* Exercise directions
Take the records underneath and set them down exactly.

=====

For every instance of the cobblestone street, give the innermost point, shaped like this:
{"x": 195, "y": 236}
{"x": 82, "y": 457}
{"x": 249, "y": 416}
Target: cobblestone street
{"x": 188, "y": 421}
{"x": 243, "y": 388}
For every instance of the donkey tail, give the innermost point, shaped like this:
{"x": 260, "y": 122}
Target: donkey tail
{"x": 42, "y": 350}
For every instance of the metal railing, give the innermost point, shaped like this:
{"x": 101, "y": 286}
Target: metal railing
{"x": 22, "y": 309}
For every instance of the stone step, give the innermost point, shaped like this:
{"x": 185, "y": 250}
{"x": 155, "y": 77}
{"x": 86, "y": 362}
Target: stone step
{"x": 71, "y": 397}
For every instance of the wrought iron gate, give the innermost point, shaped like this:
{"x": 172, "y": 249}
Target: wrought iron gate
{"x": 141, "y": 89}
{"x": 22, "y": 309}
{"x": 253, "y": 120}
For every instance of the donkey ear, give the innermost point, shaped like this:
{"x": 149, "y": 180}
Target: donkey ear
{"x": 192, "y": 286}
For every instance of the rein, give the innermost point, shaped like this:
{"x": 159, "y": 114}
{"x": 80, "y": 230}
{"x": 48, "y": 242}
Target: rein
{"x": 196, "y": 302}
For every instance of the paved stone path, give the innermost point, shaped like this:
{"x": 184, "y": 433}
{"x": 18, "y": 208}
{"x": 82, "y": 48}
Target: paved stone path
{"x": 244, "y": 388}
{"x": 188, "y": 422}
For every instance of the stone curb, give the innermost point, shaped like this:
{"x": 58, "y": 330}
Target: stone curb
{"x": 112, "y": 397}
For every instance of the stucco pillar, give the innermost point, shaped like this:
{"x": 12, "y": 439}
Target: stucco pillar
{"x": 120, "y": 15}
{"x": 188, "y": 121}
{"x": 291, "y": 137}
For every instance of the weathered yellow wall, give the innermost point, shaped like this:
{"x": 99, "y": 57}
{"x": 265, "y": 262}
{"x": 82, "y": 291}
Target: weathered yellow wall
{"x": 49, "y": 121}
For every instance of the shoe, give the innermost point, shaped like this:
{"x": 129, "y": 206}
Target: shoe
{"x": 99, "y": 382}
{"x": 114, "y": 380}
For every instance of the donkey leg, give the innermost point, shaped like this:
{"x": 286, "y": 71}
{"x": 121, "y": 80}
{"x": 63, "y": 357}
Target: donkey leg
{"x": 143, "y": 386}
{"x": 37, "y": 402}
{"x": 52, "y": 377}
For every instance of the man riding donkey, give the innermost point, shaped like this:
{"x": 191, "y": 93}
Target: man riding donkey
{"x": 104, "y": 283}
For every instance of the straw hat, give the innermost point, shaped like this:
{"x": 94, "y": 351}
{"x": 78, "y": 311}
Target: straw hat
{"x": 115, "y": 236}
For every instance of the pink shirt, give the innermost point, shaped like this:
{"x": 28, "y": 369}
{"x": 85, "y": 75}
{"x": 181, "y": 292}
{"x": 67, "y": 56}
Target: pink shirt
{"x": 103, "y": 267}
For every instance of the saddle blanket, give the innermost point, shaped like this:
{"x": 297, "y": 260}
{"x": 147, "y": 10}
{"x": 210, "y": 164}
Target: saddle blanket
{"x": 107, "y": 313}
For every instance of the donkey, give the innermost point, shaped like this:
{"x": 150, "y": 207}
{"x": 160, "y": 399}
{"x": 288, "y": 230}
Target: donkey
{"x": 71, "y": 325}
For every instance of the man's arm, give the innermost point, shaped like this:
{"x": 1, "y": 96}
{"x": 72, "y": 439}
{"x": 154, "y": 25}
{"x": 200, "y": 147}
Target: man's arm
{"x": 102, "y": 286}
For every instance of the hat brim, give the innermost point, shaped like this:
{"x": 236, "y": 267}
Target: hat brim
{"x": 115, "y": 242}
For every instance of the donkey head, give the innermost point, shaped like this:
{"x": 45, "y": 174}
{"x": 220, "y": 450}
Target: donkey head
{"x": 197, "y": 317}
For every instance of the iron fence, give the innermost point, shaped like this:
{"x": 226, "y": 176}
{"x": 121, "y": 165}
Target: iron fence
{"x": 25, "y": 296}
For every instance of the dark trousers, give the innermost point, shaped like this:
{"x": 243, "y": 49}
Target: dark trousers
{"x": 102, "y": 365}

=====

* Solution to this task
For every instance of the cobblestone street, give the innermost point, shaped like this:
{"x": 195, "y": 236}
{"x": 82, "y": 457}
{"x": 249, "y": 416}
Target: cobblestone street
{"x": 188, "y": 421}
{"x": 243, "y": 388}
For every instance of the donkey tail, give the innermost point, shaped like this:
{"x": 260, "y": 122}
Target: donkey tail
{"x": 42, "y": 350}
For every instance of the metal railing, give the innermost point, shaped like this:
{"x": 101, "y": 286}
Target: metal railing
{"x": 22, "y": 309}
For every instance of the stone step, give the innermost point, shaped like this:
{"x": 185, "y": 250}
{"x": 155, "y": 77}
{"x": 86, "y": 362}
Target: stone step
{"x": 71, "y": 397}
For every instance of the wrought iron gate, give the innermost point, shaped like this:
{"x": 172, "y": 249}
Target: wrought iron gate
{"x": 141, "y": 89}
{"x": 22, "y": 309}
{"x": 253, "y": 120}
For every instance of the donkey ear, give the innermost point, shaped like this:
{"x": 149, "y": 180}
Target: donkey ear
{"x": 192, "y": 286}
For every instance of the rein, give the innermost point, shaped like this:
{"x": 159, "y": 114}
{"x": 80, "y": 230}
{"x": 48, "y": 242}
Target: rein
{"x": 196, "y": 302}
For every instance of the paved stone path, give the innermost point, shaped like this:
{"x": 184, "y": 433}
{"x": 18, "y": 208}
{"x": 82, "y": 48}
Target: paved stone path
{"x": 244, "y": 388}
{"x": 188, "y": 422}
For every instance of the stone curb, give the innermost point, shaped like this:
{"x": 58, "y": 330}
Target: stone curb
{"x": 112, "y": 397}
For every instance of the stucco pillar, give the innermost point, shaped like this:
{"x": 12, "y": 439}
Target: stucco pillar
{"x": 120, "y": 15}
{"x": 188, "y": 121}
{"x": 291, "y": 137}
For every instance of the weathered yellow wall, give the innermost point, shaped like this:
{"x": 99, "y": 57}
{"x": 265, "y": 262}
{"x": 82, "y": 291}
Target: weathered yellow wall
{"x": 49, "y": 121}
For every instance of the shoe, give the innermost point, shaped like this:
{"x": 129, "y": 206}
Target: shoe
{"x": 99, "y": 382}
{"x": 114, "y": 380}
For every instance of the donkey leg, give the innermost point, shaped like this:
{"x": 286, "y": 71}
{"x": 121, "y": 80}
{"x": 63, "y": 357}
Target: donkey leg
{"x": 143, "y": 386}
{"x": 37, "y": 402}
{"x": 52, "y": 377}
For every instance of the man riding donkey, give the innermost point, shaped like this:
{"x": 191, "y": 93}
Target: man riding donkey
{"x": 104, "y": 283}
For every instance of the straw hat, give the innermost point, shaped like this:
{"x": 94, "y": 351}
{"x": 78, "y": 311}
Target: straw hat
{"x": 115, "y": 236}
For every instance of the pink shirt, give the innermost point, shaped like this:
{"x": 28, "y": 369}
{"x": 85, "y": 75}
{"x": 181, "y": 292}
{"x": 67, "y": 56}
Target: pink shirt
{"x": 103, "y": 267}
For every instance of the saddle blanket, give the innermost point, shaped like this:
{"x": 297, "y": 260}
{"x": 147, "y": 10}
{"x": 210, "y": 164}
Target: saddle blanket
{"x": 107, "y": 313}
For every instance of the donkey, give the innermost point, shaped like this:
{"x": 150, "y": 207}
{"x": 160, "y": 399}
{"x": 288, "y": 230}
Target: donkey
{"x": 71, "y": 325}
For every instance of the man's arm, give the innermost point, shaped like this:
{"x": 1, "y": 96}
{"x": 72, "y": 439}
{"x": 154, "y": 25}
{"x": 200, "y": 147}
Target: man's arm
{"x": 102, "y": 286}
For every instance of the hat brim, give the innermost point, shaped like this:
{"x": 236, "y": 267}
Target: hat brim
{"x": 115, "y": 242}
For every instance of the donkey head, give the innermost point, shaped like this:
{"x": 45, "y": 174}
{"x": 220, "y": 450}
Target: donkey head
{"x": 197, "y": 317}
For every instance of the iron fence, give the innermost point, shaped like this:
{"x": 226, "y": 176}
{"x": 121, "y": 165}
Target: iron fence
{"x": 25, "y": 296}
For every instance of the dark trousers, give the innermost point, shaped like this:
{"x": 243, "y": 49}
Target: dark trousers
{"x": 102, "y": 365}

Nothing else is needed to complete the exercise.